## [Directions for this task]
Copy each line of the records that contains the word "wolf".

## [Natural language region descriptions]

= Beginning of Section =

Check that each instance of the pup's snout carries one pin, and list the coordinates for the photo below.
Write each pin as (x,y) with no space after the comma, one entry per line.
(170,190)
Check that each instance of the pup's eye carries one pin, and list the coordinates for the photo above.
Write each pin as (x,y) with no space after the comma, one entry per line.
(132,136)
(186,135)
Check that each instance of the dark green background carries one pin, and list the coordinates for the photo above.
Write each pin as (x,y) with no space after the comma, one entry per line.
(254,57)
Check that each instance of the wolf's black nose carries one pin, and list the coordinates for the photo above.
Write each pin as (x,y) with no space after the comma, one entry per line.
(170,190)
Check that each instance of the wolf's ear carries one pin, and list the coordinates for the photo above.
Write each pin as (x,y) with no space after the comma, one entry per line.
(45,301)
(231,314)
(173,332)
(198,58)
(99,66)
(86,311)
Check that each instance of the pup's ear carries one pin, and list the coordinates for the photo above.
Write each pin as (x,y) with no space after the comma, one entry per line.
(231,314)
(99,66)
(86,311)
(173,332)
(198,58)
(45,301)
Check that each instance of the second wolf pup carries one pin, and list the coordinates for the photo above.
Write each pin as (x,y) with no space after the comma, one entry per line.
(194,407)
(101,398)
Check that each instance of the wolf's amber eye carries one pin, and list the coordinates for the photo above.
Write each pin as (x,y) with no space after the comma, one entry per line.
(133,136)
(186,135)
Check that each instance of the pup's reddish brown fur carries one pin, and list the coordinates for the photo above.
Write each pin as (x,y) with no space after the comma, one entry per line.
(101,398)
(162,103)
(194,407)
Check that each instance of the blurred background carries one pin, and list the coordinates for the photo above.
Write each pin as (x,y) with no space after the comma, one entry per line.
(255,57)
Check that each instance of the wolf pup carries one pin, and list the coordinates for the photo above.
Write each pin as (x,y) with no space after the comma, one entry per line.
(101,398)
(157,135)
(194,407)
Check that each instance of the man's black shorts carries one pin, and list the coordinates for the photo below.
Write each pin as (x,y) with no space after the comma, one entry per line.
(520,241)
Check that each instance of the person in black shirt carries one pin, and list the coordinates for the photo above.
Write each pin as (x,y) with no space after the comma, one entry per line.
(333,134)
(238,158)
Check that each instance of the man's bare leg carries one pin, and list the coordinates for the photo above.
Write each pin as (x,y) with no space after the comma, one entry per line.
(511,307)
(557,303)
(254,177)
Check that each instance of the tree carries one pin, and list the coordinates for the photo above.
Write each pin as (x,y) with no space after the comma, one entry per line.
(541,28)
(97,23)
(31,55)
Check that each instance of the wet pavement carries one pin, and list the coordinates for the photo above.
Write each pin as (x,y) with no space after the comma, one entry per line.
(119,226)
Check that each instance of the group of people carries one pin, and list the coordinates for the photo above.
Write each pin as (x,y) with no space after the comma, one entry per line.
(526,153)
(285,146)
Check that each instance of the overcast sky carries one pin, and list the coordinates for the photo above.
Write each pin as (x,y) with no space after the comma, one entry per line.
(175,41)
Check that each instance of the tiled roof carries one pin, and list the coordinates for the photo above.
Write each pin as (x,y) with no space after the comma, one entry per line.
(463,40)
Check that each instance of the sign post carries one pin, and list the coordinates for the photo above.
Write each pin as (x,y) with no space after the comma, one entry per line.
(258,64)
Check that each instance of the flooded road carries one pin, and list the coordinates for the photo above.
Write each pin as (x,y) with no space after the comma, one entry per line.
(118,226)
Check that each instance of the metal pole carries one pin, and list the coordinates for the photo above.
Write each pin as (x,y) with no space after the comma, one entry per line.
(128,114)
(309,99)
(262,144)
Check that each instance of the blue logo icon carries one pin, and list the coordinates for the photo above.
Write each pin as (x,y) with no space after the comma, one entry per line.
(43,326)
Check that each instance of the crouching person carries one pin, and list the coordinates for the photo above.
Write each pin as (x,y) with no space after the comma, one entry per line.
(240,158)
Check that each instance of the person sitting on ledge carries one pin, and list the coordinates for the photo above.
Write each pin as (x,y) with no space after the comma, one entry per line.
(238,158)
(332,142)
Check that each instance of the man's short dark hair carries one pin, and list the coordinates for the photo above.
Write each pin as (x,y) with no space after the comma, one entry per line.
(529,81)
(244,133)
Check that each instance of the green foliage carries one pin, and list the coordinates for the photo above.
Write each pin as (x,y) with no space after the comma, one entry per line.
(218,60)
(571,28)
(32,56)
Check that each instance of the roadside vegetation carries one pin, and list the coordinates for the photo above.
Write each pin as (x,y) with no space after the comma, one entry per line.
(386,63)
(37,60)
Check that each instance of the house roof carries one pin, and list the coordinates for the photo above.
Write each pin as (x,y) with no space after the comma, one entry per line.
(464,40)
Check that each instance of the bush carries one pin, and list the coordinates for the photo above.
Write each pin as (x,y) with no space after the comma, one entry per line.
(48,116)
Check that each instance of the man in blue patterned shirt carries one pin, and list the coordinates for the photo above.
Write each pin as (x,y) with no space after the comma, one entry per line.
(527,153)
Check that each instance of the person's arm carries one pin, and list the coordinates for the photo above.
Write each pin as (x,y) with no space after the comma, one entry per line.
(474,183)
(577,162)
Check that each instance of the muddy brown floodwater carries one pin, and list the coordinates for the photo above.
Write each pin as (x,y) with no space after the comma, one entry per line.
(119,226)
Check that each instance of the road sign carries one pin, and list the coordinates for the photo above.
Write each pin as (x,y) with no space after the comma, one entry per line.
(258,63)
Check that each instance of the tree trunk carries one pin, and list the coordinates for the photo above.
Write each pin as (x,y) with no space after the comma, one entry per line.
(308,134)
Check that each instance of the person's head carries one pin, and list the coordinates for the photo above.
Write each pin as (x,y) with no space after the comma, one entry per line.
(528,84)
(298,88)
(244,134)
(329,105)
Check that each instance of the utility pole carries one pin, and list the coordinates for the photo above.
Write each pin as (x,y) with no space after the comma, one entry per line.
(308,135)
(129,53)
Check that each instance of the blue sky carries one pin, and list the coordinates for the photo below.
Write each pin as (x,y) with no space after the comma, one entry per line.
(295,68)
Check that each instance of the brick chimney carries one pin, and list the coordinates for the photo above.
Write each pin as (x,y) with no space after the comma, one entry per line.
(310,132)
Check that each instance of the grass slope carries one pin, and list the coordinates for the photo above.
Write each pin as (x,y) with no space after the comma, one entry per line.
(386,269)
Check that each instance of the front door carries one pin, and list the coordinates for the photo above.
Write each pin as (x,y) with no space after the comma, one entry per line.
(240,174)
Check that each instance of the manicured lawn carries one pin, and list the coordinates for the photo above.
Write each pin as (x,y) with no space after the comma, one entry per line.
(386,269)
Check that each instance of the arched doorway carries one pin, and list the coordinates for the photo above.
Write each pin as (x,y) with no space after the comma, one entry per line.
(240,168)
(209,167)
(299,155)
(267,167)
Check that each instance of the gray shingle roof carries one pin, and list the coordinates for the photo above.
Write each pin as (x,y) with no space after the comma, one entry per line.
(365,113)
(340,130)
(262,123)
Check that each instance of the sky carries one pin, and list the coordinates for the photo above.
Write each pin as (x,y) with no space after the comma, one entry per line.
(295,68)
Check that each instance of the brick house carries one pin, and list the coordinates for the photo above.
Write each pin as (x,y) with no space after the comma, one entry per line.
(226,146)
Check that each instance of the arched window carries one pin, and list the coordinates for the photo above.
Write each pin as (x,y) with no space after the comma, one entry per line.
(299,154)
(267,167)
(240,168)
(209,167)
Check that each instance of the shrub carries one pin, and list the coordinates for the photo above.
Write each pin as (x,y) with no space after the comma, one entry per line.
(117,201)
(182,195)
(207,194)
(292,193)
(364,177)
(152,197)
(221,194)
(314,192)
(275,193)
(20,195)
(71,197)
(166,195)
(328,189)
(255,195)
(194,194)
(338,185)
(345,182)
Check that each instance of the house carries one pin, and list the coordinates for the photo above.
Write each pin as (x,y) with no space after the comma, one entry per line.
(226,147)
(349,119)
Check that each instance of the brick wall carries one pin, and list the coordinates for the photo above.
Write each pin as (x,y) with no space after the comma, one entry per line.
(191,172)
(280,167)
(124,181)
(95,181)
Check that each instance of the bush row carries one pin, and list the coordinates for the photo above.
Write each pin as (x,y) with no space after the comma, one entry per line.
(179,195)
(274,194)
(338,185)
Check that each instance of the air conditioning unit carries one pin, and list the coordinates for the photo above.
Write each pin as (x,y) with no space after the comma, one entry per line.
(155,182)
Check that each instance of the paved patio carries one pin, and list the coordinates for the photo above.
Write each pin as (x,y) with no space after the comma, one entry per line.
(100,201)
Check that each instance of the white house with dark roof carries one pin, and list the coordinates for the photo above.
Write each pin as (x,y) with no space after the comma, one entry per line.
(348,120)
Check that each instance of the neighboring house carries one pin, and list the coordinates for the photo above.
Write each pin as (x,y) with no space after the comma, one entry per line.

= End of Section =

## [Exercise solution]
Check that each instance of the wolf's black nose carries one pin, and list the coordinates for the photo above.
Check that each instance of the wolf's ear carries one pin, and list the coordinates for the photo above.
Check that each instance of the second wolf pup carries one pin, and list the coordinates for the photo above.
Check that each instance of the wolf's amber eye carries one pin, and list the coordinates for the photo above.
Check that each instance of the wolf pup carries one pin, and list the coordinates for the photo above.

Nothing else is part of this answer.